[Records of labeled points]
begin
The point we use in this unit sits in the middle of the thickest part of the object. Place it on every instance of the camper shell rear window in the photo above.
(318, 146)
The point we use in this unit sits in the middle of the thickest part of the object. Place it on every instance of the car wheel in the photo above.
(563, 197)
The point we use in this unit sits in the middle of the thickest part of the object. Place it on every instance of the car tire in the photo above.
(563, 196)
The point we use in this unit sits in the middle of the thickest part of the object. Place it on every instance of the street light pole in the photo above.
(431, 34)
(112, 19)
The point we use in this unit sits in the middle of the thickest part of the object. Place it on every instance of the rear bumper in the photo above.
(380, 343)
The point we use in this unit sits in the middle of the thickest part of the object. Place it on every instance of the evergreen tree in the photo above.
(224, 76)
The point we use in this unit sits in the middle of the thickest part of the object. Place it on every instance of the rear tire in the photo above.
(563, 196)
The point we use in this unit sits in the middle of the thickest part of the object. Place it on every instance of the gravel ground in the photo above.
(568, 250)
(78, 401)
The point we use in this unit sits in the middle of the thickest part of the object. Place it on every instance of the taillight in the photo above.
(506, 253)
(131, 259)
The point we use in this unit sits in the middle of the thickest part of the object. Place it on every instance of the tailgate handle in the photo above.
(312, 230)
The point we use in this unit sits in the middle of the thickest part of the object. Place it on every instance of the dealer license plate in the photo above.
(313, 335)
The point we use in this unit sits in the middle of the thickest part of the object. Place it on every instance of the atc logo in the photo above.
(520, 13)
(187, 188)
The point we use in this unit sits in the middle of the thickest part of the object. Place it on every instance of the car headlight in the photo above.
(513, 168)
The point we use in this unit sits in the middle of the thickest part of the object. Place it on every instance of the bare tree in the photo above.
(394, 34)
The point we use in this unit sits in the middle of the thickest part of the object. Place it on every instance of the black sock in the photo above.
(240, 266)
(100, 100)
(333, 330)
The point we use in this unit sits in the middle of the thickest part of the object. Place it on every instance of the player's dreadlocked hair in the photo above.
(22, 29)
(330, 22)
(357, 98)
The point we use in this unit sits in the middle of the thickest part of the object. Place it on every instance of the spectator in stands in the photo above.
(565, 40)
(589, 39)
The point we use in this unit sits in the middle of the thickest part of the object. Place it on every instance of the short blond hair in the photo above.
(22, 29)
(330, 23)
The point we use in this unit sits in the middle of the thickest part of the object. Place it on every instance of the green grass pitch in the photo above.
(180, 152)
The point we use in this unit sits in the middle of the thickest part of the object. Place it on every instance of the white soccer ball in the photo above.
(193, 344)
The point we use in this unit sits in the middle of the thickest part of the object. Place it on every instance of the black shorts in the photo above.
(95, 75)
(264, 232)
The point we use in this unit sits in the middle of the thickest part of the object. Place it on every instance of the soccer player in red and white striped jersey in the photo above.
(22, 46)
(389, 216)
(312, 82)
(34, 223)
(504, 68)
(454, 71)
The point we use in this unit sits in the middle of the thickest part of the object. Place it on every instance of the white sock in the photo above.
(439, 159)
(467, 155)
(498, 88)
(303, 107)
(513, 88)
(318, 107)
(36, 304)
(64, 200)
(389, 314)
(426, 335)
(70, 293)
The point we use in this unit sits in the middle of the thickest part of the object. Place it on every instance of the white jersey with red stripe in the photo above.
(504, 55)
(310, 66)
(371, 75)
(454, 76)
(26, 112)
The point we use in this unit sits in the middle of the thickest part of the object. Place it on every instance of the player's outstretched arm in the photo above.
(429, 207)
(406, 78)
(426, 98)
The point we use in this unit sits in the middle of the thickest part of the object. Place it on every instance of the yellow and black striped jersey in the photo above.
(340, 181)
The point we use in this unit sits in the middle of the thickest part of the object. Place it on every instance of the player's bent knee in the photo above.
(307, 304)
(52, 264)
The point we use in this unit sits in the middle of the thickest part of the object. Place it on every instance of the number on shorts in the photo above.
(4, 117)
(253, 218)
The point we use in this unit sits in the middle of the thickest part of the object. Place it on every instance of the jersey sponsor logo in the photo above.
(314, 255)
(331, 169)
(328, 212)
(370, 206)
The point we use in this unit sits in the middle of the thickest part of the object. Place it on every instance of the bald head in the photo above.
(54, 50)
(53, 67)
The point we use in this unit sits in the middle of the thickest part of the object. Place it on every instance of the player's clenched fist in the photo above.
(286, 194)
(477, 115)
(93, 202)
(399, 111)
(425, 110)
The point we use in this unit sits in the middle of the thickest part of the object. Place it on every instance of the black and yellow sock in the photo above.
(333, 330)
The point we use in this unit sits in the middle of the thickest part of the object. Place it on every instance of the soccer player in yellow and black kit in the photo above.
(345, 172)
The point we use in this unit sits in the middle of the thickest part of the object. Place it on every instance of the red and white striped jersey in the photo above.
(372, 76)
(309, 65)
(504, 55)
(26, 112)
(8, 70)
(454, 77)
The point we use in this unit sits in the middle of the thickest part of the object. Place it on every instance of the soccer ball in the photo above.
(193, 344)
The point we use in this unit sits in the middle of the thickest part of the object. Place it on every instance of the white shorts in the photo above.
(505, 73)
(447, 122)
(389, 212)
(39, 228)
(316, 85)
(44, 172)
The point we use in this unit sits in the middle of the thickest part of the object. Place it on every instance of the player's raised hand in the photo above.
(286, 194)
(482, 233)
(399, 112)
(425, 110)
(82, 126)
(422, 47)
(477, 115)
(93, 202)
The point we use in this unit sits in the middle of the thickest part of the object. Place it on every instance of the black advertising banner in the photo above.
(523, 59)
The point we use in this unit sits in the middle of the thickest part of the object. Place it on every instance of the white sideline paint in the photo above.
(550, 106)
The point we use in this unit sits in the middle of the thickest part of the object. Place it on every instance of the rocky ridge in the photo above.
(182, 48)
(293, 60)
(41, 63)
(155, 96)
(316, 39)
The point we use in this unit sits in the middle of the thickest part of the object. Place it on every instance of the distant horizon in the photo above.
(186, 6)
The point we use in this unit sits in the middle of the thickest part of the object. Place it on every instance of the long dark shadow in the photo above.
end
• **SHORT TASK**
Locate the line that contains "hand in the photo above.". Repeat it and every line after it, up to and including the final line, exactly.

• **TASK OUTPUT**
The point we use in this unit sits in the middle of the thickest part of the object. Place it on every instance of the player's raised hand in the photo above.
(286, 194)
(482, 233)
(399, 112)
(425, 110)
(82, 126)
(422, 47)
(477, 115)
(93, 202)
The point we use in this unit sits in the middle of the thickest part of the object. Place it on every instance of the black advertising banner in the photo above.
(523, 59)
The point we use in this unit sits in the middle of the thickest part of the object. Place it on every instance of the white sideline paint in the photo above.
(550, 106)
The point we use in this unit sits in the middle of the thickest part of the object. Place it on every instance of the rocky ridge in the photo above.
(182, 48)
(293, 60)
(41, 63)
(155, 96)
(316, 39)
The point we use in this unit sits in the middle of the thickest part of the object. Place it on every instance of the distant horizon in the photo above.
(186, 6)
The point we use in this unit sits in the middle of the thickest part of the object. Place it on every instance of the long dark shadow in the photo above.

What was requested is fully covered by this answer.